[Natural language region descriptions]
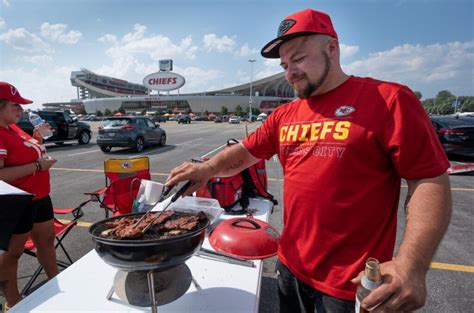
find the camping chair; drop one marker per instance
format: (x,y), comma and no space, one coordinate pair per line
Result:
(61,230)
(122,181)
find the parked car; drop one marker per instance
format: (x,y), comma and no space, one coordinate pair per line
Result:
(234,120)
(129,131)
(159,119)
(64,127)
(456,134)
(184,119)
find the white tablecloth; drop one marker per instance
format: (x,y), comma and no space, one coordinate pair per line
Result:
(83,286)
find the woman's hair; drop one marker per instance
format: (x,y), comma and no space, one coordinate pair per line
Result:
(3,103)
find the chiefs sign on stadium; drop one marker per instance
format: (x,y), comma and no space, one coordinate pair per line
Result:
(163,81)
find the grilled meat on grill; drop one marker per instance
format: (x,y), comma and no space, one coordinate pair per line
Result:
(165,225)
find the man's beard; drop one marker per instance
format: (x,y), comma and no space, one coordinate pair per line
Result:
(310,88)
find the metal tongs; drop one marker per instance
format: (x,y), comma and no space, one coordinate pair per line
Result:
(175,197)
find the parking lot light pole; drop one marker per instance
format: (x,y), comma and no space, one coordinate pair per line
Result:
(251,81)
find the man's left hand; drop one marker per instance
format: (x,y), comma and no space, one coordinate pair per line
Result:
(402,290)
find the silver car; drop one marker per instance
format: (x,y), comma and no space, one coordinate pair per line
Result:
(129,131)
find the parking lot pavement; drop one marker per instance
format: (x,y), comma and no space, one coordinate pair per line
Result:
(80,169)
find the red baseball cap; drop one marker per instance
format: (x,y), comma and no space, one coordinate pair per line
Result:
(10,93)
(303,23)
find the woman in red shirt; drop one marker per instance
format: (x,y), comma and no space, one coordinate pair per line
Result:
(23,164)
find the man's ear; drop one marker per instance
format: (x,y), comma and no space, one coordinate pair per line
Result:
(333,43)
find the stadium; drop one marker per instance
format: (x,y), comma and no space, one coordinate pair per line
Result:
(98,92)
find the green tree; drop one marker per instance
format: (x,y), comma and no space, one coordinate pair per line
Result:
(224,110)
(467,104)
(239,111)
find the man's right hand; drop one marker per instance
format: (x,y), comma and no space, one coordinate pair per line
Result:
(46,163)
(197,173)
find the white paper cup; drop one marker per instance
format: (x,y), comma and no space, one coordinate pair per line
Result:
(152,191)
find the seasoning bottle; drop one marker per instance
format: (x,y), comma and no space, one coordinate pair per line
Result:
(371,280)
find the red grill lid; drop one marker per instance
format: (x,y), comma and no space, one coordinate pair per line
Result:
(246,238)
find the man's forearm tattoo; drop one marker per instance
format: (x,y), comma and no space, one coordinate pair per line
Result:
(233,166)
(3,286)
(407,201)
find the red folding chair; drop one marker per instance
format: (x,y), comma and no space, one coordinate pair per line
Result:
(61,230)
(122,182)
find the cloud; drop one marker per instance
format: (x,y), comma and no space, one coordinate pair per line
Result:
(246,51)
(21,39)
(347,51)
(198,79)
(431,68)
(41,86)
(57,33)
(417,63)
(108,38)
(213,43)
(155,46)
(40,60)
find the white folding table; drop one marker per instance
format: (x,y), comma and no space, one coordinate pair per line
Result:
(84,285)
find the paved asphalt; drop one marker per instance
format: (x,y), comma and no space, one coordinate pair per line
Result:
(80,169)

▶ _To do_: The lines above must be transcribed exactly, with every picture left out.

▶ _Answer area_:
find the camping chair; drop one marker per instance
format: (x,y), comma and no space, one coordinate pair per line
Result:
(61,230)
(122,181)
find the parked car; drop one marker per instance
format: (x,y), comma and no space, one coordinate pair per line
Result:
(234,120)
(129,131)
(159,119)
(64,127)
(456,134)
(184,119)
find the white tablecloth; drop one marker per instance
format: (x,y), comma and no space, one coordinate pair per line
Result:
(83,286)
find the woman's hair; drop one marker per instance
format: (x,y), comma and no space, one coordinate pair per line
Result:
(3,103)
find the chiefs sign on stadium; drop one marker per instance
format: (x,y), comma and no space, one coordinate pair per line
Result:
(163,81)
find the grilled meat on grill; drop one marker per instance
format: (x,y), comma and no space, one coordinate pair per line
Result:
(165,225)
find the man's beard; drop one marker per instance
format: (x,y), comma and no space, one coordinate pair per line
Result:
(310,88)
find the metal tongs; drop one marker per instance
format: (x,y), comma and no space, one coordinate pair per line
Result:
(175,197)
find the parking lot light pole; drop one marker per instance
format: (x,y), comma and no space, one coordinate pair per line
Result:
(251,81)
find the man's left hand; drop one marker per instance
format: (x,y), comma and no space, one coordinate pair per line
Result:
(402,290)
find the silver car; drop one marker per instance
format: (x,y), comma and no space, one coordinate pair per line
Result:
(129,131)
find the parking lot pavement; drop one marker per instance
format: (x,y), comma and no space, one coordinate pair per line
Result:
(80,169)
find the red baseball cap; drop one marker per instance
format: (x,y), comma and no space, one coordinate pair per line
Result:
(10,93)
(303,23)
find the woman in red shirt; drop one marker per instance
format: (x,y), comma and no space, one coordinate pair per line
Result:
(23,164)
find the man's ear; drop one marker per instance
format: (x,y), comma and no space, one coordinate pair per line
Result:
(333,43)
find the stadium; drop one marker per instance
format: (x,y), comma and no space, one coordinate pair per line
Result:
(98,92)
find the green tree; drop one marker per instance
format: (x,y), comma and no space, one coordinate pair per line
Result:
(224,110)
(467,104)
(239,111)
find the man's right hand; drop one marker per instance
format: (x,y), comma and no space, one coordinate pair per line
Result:
(46,163)
(197,173)
find the white paper cup; drop one marker per instance
format: (x,y), comma and no space, one coordinate pair per line
Result:
(152,191)
find the seasoning bottle; drop one marker per instance
format: (x,y), comma and no space, one coordinate pair per line
Result:
(371,280)
find the red grill lid; drop one marker per instance
format: (x,y), comma and no space, one coordinate pair per line
Result:
(246,238)
find the man's forearm tattoo; drop one marker per instance
format: (x,y), comma and no space, one coordinate pair per line
Result:
(233,166)
(3,286)
(407,201)
find the red folding chair; drop one marker per instance
format: (x,y), comma and no space, one coordinate pair per line
Result:
(61,230)
(122,182)
find the cloud; drop one marker per instance
format: (x,y), comma and no space, one coordinate pair per line
Result:
(246,51)
(21,39)
(347,51)
(198,79)
(431,68)
(41,86)
(57,33)
(417,63)
(108,38)
(213,43)
(155,46)
(40,60)
find the white folding table; drop one marker per instance
format: (x,y), comma and no space, one coordinate pair per line
Result:
(84,285)
find the paved asphalt; drop one marker per instance
format: (x,y), comma and no space, one coordinate pair per line
Result:
(80,169)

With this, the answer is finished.